» Short exercise
Go through the records and give each one again exactly.

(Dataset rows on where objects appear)

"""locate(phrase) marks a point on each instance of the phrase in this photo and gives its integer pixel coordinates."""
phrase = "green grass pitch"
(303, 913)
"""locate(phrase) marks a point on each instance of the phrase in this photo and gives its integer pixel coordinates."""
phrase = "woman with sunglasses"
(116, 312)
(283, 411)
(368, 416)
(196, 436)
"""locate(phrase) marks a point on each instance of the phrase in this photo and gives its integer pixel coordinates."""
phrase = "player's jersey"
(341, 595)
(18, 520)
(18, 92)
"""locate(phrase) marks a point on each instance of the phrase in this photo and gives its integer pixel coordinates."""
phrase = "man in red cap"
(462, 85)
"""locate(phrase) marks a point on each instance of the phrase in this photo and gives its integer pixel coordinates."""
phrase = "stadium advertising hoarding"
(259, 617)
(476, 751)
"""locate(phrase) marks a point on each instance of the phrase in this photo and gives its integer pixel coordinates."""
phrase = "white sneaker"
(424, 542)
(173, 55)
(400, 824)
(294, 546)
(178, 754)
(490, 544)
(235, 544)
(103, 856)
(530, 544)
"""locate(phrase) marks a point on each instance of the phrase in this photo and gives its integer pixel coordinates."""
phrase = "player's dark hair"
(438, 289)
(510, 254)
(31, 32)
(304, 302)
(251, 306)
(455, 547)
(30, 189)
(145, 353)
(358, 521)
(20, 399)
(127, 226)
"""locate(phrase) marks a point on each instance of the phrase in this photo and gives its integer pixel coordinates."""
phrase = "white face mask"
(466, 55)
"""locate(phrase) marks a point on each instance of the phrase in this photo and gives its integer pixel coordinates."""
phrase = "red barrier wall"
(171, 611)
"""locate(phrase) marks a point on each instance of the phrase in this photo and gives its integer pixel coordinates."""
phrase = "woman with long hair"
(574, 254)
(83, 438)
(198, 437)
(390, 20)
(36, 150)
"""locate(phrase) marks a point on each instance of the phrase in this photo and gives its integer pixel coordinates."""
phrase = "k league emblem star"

» Exercise result
"""locate(phrase) marks a point on each instance of the phrase in this photo and gives its integer pixel coordinates."""
phrase = "green grass pitch"
(303, 913)
"""locate(phrase) marks a point on each instance of the phrase in this photo and gives its integer pixel coordinates."""
phrase = "woman with sunglasses"
(116, 312)
(283, 411)
(368, 416)
(196, 436)
"""locate(phrase) marks a point on each instance of the phrase in this photo and gives its integer pixel coordinates."""
phrase = "player's jersey"
(341, 595)
(18, 520)
(18, 92)
"""locate(phrase) marks a point on each instance of the phrase in this photo and gives its integer pixel coordinates."""
phrase = "man in red cap"
(462, 85)
"""locate(phrase) marks a point on each instance of the phrase in this photo and gives its integer pixel coordinates."""
phrase = "stadium advertising hoarding"
(259, 617)
(476, 751)
"""locate(phrase) marks a point on each instance of the phrase in this photo and gives its integer pixel coordinates."""
phrase = "white sneaker"
(424, 542)
(173, 55)
(400, 824)
(294, 546)
(178, 754)
(490, 544)
(235, 544)
(103, 856)
(530, 544)
"""locate(phrase) marks a point on each instance of the phrase in this photo and gives its integer pixel coordinates."""
phrase = "player's dark hair"
(438, 289)
(510, 254)
(31, 32)
(304, 302)
(251, 306)
(455, 547)
(30, 189)
(145, 353)
(358, 521)
(20, 399)
(127, 226)
"""locate(phrase) marks a point on each instance of the phrase in this photo and gives its integer pixel coordinates."""
phrase = "white face mask"
(466, 55)
"""locate(phrase) marks a point on each instance of the phrase in this photo and gives its integer pixel coordinates."""
phrase = "red barrier wall"
(171, 611)
"""locate(phrase) marks a point on each instance of the phrase in this photo and gives its integer pixel coordinates."""
phrase = "woman with long hair"
(574, 254)
(83, 438)
(198, 437)
(390, 20)
(36, 150)
"""locate(phrase) marks a point on each instance of the phrase in this photo and gives its integer pixel coordinates."""
phrase = "k league emblem star"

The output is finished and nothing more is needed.